-- Provided records follows --

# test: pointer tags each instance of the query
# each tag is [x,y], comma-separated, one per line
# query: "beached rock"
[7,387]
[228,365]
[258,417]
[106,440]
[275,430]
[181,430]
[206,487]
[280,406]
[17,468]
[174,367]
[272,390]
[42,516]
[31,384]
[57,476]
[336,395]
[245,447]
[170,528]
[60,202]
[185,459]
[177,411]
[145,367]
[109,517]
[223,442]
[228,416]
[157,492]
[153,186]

-- Provided records concluded --

Take the entries and print them exactly. Keep every line.

_Answer for this exercise_:
# test: pointer tags each instance of the query
# each tag is [x,y], comma-separated, one per line
# query: "beached rock"
[7,387]
[228,365]
[258,417]
[106,440]
[275,430]
[181,430]
[206,487]
[280,406]
[17,468]
[174,367]
[272,390]
[42,516]
[31,384]
[57,476]
[336,395]
[245,447]
[170,528]
[60,202]
[185,459]
[177,411]
[145,367]
[109,517]
[223,442]
[228,416]
[157,492]
[153,186]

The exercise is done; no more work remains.